▶ **REQUIRED ACTION**
The records are to be repeated in full. Every line must match.

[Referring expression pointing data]
##############################
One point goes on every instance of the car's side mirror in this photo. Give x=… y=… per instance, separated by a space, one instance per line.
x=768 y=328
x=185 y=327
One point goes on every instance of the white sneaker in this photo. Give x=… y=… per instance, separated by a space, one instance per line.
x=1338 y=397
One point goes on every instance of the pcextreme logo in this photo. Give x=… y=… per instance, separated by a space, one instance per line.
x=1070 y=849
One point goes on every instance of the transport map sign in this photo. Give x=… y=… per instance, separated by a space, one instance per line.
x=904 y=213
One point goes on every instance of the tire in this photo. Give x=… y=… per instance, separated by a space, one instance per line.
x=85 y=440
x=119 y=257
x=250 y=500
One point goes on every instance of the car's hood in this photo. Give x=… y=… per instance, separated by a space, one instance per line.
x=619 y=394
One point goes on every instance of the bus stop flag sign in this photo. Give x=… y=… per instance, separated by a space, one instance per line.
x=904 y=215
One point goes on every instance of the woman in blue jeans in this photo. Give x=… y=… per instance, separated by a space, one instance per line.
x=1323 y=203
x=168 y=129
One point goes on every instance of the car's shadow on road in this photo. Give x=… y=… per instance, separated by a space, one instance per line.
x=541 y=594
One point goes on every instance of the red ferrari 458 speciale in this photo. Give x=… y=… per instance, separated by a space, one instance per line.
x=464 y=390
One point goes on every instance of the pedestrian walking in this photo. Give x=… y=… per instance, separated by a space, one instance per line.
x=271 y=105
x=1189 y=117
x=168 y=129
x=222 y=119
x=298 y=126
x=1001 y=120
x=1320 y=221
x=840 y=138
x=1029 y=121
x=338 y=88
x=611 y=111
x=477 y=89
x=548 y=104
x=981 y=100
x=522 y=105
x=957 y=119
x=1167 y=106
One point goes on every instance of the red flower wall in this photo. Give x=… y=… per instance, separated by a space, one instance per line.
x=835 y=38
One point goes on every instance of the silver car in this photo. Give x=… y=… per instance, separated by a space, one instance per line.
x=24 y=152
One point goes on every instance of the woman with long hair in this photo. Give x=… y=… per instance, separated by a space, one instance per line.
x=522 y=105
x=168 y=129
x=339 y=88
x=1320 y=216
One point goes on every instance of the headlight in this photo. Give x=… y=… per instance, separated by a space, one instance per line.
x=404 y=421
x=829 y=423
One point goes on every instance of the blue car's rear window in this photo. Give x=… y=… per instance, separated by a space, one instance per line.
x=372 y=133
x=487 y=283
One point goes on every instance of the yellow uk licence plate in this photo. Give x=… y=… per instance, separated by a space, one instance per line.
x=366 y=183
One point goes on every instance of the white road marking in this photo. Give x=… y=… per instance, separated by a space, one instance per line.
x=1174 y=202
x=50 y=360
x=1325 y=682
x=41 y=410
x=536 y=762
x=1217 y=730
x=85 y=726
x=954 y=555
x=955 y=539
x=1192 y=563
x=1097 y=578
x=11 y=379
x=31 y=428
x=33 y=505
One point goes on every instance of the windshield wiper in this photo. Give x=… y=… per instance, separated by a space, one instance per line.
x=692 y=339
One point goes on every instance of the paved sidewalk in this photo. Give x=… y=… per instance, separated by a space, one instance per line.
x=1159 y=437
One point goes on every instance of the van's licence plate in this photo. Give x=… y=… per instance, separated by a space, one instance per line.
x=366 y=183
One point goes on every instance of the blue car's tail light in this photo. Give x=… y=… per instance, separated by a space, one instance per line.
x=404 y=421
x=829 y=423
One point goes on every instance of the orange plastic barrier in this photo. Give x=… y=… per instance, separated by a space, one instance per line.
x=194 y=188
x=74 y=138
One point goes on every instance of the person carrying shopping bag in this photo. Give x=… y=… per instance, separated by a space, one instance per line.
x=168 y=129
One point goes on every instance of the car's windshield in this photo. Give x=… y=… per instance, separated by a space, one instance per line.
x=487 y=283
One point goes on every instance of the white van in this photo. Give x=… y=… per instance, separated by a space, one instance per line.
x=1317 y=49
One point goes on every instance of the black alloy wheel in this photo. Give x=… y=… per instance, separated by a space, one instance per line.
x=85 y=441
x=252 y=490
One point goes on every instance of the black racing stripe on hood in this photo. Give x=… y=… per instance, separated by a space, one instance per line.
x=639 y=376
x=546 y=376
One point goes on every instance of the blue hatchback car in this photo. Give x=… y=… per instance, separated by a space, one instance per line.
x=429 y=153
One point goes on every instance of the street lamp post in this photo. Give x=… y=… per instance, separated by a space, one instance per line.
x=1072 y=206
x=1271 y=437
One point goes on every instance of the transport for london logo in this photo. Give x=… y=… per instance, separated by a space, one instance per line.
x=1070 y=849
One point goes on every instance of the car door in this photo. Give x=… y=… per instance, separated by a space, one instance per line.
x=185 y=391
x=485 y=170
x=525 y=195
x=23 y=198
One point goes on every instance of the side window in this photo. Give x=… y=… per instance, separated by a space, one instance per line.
##############################
▶ **EXERCISE OUTPUT**
One point goes on every instance of the car's side mirror in this photo. Give x=… y=… per instance, separated by a space, one instance per line.
x=768 y=328
x=185 y=327
One point goes on every instance of the white sneaker in this photo. Give x=… y=… per instance, separated by a space, one instance per line.
x=1338 y=397
One point goes on every instance of the pcextreme logo in this photo. Give x=… y=… per instance, separated by a space, one instance per line.
x=1070 y=849
One point goes on every instance of the transport map sign in this photo. Give x=… y=… per instance, separated by a space, one instance per line.
x=904 y=213
One point goes on every instance of the tire in this photo. Give x=… y=… per instance, separated by a space, one instance per line.
x=85 y=440
x=119 y=257
x=250 y=500
One point goes on every instance of the car's hood in this photo. Give x=… y=… per instance, separated by a space, one instance per line.
x=619 y=394
One point goes on every instance of the bus stop flag sign in this photo. Give x=… y=… per instance, separated by a space, one instance per line.
x=904 y=215
One point goes on every instance of the woman in blue jeans in this photo. Give x=… y=… per instance, separated by a space, one instance per line.
x=1323 y=203
x=168 y=129
One point goes on every instance of the car's shadow on road in this photo. Give x=… y=… per instance, separated by a space, one instance per line.
x=541 y=594
One point goes on every instance of the red ferrari 458 speciale in this photo. Give x=… y=… per instance, separated by a space, one instance per line.
x=464 y=390
One point goes on every instance of the pedestrian walking in this photo. Give x=… y=… per instance, separated by a space, one instance per line.
x=271 y=105
x=1189 y=117
x=168 y=129
x=222 y=119
x=298 y=126
x=1001 y=120
x=1320 y=221
x=840 y=138
x=1029 y=121
x=338 y=88
x=611 y=111
x=477 y=89
x=548 y=104
x=981 y=100
x=522 y=105
x=957 y=119
x=1167 y=106
One point goes on every instance of the red flower wall in this photo. Give x=… y=… per instance, separated by a space, one instance per line.
x=835 y=38
One point goes on every instance of the silver car in this photo. Give x=… y=… per instance, separated by a space, one instance per line.
x=24 y=152
One point goes on every instance of the woman with long hair in this photo. Give x=… y=… per instance, separated by a space, one instance per line.
x=522 y=105
x=168 y=129
x=339 y=88
x=1320 y=216
One point goes on every instance of the headlight in this photo. Give x=… y=… per instance, separated by a space, one instance per line.
x=404 y=421
x=829 y=423
One point goes on every instance of the blue car's rear window in this photo. Give x=… y=… per instance, separated by a space, one instance per line.
x=372 y=133
x=487 y=283
One point goes on every instance of the yellow uk licence plate in this photo. Give x=… y=… per instance, separated by a space, one instance per line.
x=366 y=183
One point goes on every instance of the white road marking in this photo. Give x=… y=… per instance, separated by a space, one instance per line.
x=1174 y=202
x=50 y=360
x=1325 y=682
x=41 y=410
x=536 y=762
x=1217 y=730
x=85 y=726
x=954 y=555
x=955 y=539
x=1192 y=563
x=1097 y=578
x=11 y=379
x=31 y=428
x=33 y=505
One point goes on every instance of the windshield wiper in this photo. Give x=… y=… per instance, separated by a space, one instance per line.
x=692 y=339
One point goes on every instance of the paved sidewalk in this photo. Give x=… y=… per instance, separated by a space, one instance per line.
x=1159 y=437
One point goes on every instance of the van's licence plate in this photo. Give x=… y=… per instance, separated by a space, one instance per line.
x=366 y=183
One point goes on every instance of the blue car's tail light in this photo. Give x=… y=… per instance, separated by a space, one instance per line.
x=404 y=421
x=829 y=423
One point goes on every instance of the orange plastic barrier in this photo. Give x=… y=… per instance, separated by a space, one instance per line.
x=194 y=188
x=74 y=138
One point goes on every instance of the person carrying shopping bag in this photo. Give x=… y=… per instance, separated by a space, one instance per line.
x=168 y=129
One point goes on every instance of the car's windshield in this photo. Give x=… y=… per instance, separated by a space, one instance per line.
x=487 y=283
One point goes on every instance of the white van in this photo. Give x=… y=… per instance, separated by a space, one instance per line.
x=1317 y=49
One point goes on every instance of the black alloy wheel in this photo. Give x=… y=… per instance, separated by a space, one instance per line.
x=85 y=441
x=252 y=490
One point goes on every instance of the black racing stripe on hood in this photo. Give x=… y=… per instance, separated by a space, one instance per line.
x=639 y=376
x=546 y=376
One point goes on every instance of the blue hatchback car in this photo. Give x=… y=… per instance, separated by a space, one instance per line.
x=429 y=153
One point goes on every instance of the street lamp post in this photo. Give x=… y=… per instance, separated by a space, one instance per line.
x=1072 y=206
x=1271 y=437
One point goes on every instance of the transport for london logo in this photo. Give x=… y=… per instance, separated by a space, one instance per line.
x=1070 y=849
One point goes on every instance of the car door in this photo. Give x=… y=… per instance, separated by a space, one instance per line.
x=185 y=391
x=485 y=170
x=525 y=195
x=23 y=198
One point goes on every instance of the side window in this photo. Give x=… y=… per instance, separated by a space, one instance per line.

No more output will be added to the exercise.